* begin Document extract *

What Genre Should you Write?

I was talking to a friend about a new novel he’s working on. He’s not sure what genre it falls under and what genre he should aim for. Of course, there are two answers to this:

Just write. One way of looking at it is that he just needs to write it and let the marketing people worry about genre. This advice comes from those who believe the author’s vision and voice can transcend genre.
Target a genre. This advice comes from those who believe that to build a career, you must build an audience; and the easiest way to do that is to write in a certain genre and consistently deliver a book the audience wants. Once you have a consistent audience, then write a break-out book that will lead you to a larger audience. For example, literary agent Donald Maass advocates this approach in his book, The Career Novelist, which is now available on his website as a free pdf download.

* end Document extract *

**Your task**. Return the stretch of the article on choosing a genre from "Just write. One" through "can transcend genre.", word for word.

* begin Records supplied *

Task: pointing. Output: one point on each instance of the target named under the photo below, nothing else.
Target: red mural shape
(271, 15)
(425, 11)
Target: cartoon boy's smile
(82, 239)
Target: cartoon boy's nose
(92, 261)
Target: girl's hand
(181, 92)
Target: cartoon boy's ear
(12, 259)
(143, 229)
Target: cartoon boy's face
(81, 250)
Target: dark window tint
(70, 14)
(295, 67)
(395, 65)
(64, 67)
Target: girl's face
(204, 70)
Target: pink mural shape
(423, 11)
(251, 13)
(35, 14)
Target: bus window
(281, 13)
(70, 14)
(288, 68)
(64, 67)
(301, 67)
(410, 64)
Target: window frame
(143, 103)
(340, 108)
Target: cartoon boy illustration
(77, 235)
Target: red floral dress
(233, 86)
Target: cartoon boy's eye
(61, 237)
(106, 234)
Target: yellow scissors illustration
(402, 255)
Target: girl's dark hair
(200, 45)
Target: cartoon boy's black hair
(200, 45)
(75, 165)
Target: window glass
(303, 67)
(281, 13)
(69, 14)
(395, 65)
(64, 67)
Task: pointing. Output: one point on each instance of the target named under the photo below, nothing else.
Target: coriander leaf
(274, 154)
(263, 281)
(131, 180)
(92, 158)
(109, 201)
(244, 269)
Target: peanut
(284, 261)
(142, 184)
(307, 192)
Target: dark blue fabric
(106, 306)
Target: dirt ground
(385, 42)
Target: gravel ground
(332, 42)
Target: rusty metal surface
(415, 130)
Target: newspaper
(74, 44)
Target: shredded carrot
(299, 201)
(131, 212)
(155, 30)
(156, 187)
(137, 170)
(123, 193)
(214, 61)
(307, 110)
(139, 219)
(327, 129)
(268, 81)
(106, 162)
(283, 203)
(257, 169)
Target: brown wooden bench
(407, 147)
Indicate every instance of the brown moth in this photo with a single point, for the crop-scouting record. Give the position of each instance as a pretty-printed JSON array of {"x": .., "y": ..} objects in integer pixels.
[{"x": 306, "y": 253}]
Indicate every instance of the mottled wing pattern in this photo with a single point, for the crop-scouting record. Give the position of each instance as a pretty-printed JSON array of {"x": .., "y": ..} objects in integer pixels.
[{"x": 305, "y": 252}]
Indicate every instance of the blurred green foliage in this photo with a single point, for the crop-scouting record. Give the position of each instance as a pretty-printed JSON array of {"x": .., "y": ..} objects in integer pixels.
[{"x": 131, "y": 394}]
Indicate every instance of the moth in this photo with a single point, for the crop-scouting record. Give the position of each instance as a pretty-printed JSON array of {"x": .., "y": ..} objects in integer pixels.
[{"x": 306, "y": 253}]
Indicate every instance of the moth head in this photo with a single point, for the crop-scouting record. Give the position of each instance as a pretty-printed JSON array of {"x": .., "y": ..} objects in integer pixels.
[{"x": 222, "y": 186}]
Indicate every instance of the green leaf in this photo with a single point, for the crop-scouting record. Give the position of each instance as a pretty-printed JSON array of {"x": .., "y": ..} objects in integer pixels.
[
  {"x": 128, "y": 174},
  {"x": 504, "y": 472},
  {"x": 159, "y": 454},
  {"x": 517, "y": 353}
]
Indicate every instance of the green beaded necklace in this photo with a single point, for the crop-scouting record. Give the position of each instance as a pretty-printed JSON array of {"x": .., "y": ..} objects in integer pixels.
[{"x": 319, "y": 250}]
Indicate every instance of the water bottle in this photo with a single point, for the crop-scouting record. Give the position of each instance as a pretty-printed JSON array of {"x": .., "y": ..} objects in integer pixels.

* end Records supplied *

**Solution for this task**.
Just write. One way of looking at it is that he just needs to write it and let the marketing people worry about genre. This advice comes from those who believe the author’s vision and voice can transcend genre.